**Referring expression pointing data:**
····················

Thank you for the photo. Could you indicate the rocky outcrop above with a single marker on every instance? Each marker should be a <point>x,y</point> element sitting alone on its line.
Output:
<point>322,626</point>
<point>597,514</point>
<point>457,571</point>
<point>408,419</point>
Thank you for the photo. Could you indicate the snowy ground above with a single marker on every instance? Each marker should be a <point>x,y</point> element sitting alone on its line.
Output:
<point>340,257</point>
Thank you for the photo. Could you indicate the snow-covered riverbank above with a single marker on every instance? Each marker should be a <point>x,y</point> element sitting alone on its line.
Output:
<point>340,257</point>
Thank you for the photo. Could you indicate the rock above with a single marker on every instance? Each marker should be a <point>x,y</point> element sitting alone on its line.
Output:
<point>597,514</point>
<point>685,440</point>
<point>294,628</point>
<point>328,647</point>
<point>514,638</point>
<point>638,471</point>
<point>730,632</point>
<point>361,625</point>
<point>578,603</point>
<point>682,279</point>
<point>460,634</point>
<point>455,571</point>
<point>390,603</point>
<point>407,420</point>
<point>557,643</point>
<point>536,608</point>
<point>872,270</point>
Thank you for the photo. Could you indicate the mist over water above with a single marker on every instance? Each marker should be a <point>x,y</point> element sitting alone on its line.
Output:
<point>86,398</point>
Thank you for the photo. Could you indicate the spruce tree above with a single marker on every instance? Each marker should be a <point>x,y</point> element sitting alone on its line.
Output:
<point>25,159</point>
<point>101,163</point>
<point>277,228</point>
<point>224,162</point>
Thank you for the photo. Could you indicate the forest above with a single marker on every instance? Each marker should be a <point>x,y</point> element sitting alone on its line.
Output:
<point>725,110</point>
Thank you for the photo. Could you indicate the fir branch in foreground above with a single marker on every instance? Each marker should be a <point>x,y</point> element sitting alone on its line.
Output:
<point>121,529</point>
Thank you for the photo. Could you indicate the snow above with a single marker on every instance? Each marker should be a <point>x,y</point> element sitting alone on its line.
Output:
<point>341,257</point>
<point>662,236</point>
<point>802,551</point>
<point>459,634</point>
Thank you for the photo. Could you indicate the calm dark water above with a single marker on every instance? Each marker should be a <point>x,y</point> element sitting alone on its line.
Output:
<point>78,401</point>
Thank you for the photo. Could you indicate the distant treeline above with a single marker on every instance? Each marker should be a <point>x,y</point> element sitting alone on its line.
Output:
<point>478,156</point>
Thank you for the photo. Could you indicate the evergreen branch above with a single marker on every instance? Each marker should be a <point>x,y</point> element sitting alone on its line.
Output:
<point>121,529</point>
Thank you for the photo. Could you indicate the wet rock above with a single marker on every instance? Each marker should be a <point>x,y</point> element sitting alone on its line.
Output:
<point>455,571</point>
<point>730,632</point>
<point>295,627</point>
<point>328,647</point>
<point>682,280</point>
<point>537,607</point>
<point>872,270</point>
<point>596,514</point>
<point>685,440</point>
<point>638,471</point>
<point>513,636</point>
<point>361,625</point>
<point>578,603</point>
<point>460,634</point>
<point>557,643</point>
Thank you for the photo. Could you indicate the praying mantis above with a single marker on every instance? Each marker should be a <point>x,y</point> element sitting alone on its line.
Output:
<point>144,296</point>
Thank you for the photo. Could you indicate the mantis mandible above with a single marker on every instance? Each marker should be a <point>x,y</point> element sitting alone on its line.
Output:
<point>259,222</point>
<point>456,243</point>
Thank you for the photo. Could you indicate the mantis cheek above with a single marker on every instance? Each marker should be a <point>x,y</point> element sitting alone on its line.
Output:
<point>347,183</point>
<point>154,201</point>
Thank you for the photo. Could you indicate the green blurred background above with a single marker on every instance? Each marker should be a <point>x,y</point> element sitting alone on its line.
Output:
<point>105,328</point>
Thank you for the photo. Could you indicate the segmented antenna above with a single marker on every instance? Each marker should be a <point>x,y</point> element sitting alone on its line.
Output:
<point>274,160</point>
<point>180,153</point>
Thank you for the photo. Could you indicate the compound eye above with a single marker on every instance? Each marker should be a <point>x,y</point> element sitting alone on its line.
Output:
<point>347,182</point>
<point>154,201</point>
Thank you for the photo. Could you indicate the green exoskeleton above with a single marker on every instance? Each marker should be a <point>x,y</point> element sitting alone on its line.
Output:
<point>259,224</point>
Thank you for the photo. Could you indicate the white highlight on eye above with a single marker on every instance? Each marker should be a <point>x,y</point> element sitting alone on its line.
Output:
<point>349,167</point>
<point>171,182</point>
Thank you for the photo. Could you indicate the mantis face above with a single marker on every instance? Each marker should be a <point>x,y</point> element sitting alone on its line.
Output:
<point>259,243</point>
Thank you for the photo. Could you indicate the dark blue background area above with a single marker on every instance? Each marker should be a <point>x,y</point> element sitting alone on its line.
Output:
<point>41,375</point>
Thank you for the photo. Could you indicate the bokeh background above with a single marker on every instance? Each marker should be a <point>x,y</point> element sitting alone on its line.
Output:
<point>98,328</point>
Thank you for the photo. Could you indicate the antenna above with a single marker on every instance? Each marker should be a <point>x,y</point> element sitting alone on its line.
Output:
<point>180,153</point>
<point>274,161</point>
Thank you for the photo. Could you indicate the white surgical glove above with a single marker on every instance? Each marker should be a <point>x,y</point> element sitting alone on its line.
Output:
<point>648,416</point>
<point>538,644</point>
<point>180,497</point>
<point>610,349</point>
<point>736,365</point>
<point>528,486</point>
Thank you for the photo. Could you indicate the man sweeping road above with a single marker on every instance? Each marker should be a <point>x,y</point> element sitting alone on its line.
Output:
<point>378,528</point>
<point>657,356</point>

····················

**WHAT YOU WILL DO:**
Exactly as written, please output every entry.

**WRITTEN ANSWER:**
Thank you for the photo. Could you indicate the rocky outcrop above with a single marker on every instance? Each marker should be a <point>x,y</point> element sitting alone on its line.
Output:
<point>322,626</point>
<point>597,514</point>
<point>457,571</point>
<point>408,419</point>
Thank you for the photo. Could you indicate the snowy ground above with a single marker on every instance? Each marker should be a <point>x,y</point> element sitting alone on its line.
Output:
<point>340,257</point>
Thank you for the photo. Could you indicate the snow-covered riverbank above with a single marker on every instance? Each marker should be a <point>x,y</point> element sitting alone on its line.
Output:
<point>340,257</point>
Thank you for the photo. Could you indicate the rock above with a single marker on every instance? Each marker should be a <point>x,y</point> element sitting alone on its line.
Output:
<point>597,514</point>
<point>685,440</point>
<point>294,628</point>
<point>328,647</point>
<point>514,638</point>
<point>638,471</point>
<point>730,632</point>
<point>361,625</point>
<point>578,603</point>
<point>682,279</point>
<point>460,634</point>
<point>455,571</point>
<point>390,603</point>
<point>407,420</point>
<point>557,643</point>
<point>536,608</point>
<point>872,270</point>
Thank you for the photo. Could you indicate the mist over water above with a single marker on every instance? Each marker should be a <point>x,y</point> element sitting alone on its line.
Output:
<point>86,398</point>
Thank you for the photo. Could you indicate the spruce tree above with a single marker on every instance? Each marker should be a <point>x,y</point> element sitting alone on its line.
Output:
<point>25,159</point>
<point>101,163</point>
<point>277,228</point>
<point>224,162</point>
Thank you for the photo. Could you indicate the forest above with a single marker on every instance? Each marker should be a <point>x,y</point> element sitting alone on its line.
Output:
<point>725,110</point>
Thank you for the photo. Could you indicate the fir branch in foreground above with a single marker on every instance? Each marker should be a <point>x,y</point> element sitting alone on its line.
Output:
<point>121,529</point>
Thank you for the photo. Could you indicate the snow above with a single marker on every instance? Each marker should be a <point>x,y</point> element sitting alone on its line.
Output:
<point>341,257</point>
<point>662,236</point>
<point>802,551</point>
<point>459,634</point>
Thank you for the photo. Could you indicate the calm dark water above with a single marker on every instance? Each marker should be a <point>x,y</point> element sitting alone on its line.
Output:
<point>78,401</point>
Thank you for the photo. Could you indicate the distant treeline above with a single marker on every instance? Each marker should be a <point>x,y</point> element sitting alone on its line.
Output:
<point>478,156</point>
Thank you for the photo. Could you indicate the evergreen branch above with a single marker on every instance? Each marker should be a <point>x,y</point> element sitting alone on its line.
Output:
<point>121,529</point>
Thank you for the photo. Could you indicate the wet rock above with a single marker on every instance? Each marker should be a <point>x,y</point> element sitting alone on its line.
Output:
<point>455,571</point>
<point>730,632</point>
<point>295,627</point>
<point>328,647</point>
<point>682,280</point>
<point>537,607</point>
<point>872,270</point>
<point>596,514</point>
<point>685,440</point>
<point>638,471</point>
<point>513,636</point>
<point>361,625</point>
<point>578,603</point>
<point>460,634</point>
<point>557,643</point>
Thank you for the photo. Could you indicate the praying mantis above with a single marker on every instance? Each marker should be a <point>x,y</point> element sitting alone on its line.
Output:
<point>144,296</point>
Thank you for the photo. Could you indicate the mantis mandible above with a single marker on every instance? Each marker should be a <point>x,y</point> element sitting alone on its line.
Output:
<point>259,222</point>
<point>456,243</point>
Thank you for the photo. Could you indicate the mantis cheek above with a single marker on every instance? Each marker should be a <point>x,y</point> element sitting alone on its line.
Output:
<point>347,183</point>
<point>154,201</point>
Thank you for the photo. Could you indicate the green blurred background above with a single marker on every instance? Each marker should be a <point>x,y</point> element sitting alone on its line.
Output:
<point>105,328</point>
Thank you for the photo. Could you indicate the segmented antenna above with a single marker on every instance? Each marker should be a <point>x,y</point> element sitting alone on its line.
Output:
<point>274,160</point>
<point>180,153</point>
Thank you for the photo. Could you indicate the compound eye above with a single marker on every instance? Each marker should be a <point>x,y</point> element sitting alone on its line.
Output:
<point>347,182</point>
<point>154,201</point>
Thank you for the photo. Could you indicate the green exoskeleton above with a single marker on every instance? Each marker should be a <point>x,y</point> element sitting alone on its line.
Output:
<point>259,224</point>
Thank you for the photo. Could you indicate the white highlight on eye above with a single marker on every instance? Each marker should be a <point>x,y</point> element sitting alone on its line.
Output:
<point>349,167</point>
<point>171,182</point>
Thank you for the photo. Could you indicate the mantis face above with a single marker on every instance? Each marker should be a <point>x,y</point> element sitting alone on its line.
Output:
<point>259,243</point>
Thank you for the photo. Could you indicate the dark blue background area above with a single marker on every instance? Each marker should be a <point>x,y</point> element sitting alone on its line.
Output:
<point>41,375</point>
Thank you for the photo. Could you indicate the bokeh background above with a single marker on every instance? Each marker should be a <point>x,y</point> element sitting alone on its line.
Output:
<point>98,328</point>
Thank you for the photo. Could you indicate the antenna above with a single marker on every instance? Each marker should be a <point>x,y</point> element sitting alone on its line.
Output:
<point>180,153</point>
<point>274,161</point>
Thank you for the photo. Could you indicate the white surgical glove above with a single marker on every instance? Each marker should be a <point>x,y</point> element sitting alone on its line.
Output:
<point>648,416</point>
<point>538,644</point>
<point>180,497</point>
<point>610,349</point>
<point>736,365</point>
<point>528,486</point>
Thank you for the photo. Could you indicate the man sweeping road above with a single marker on every instance? Each marker should be a <point>x,y</point> element sitting alone on its line.
Output:
<point>378,528</point>
<point>657,356</point>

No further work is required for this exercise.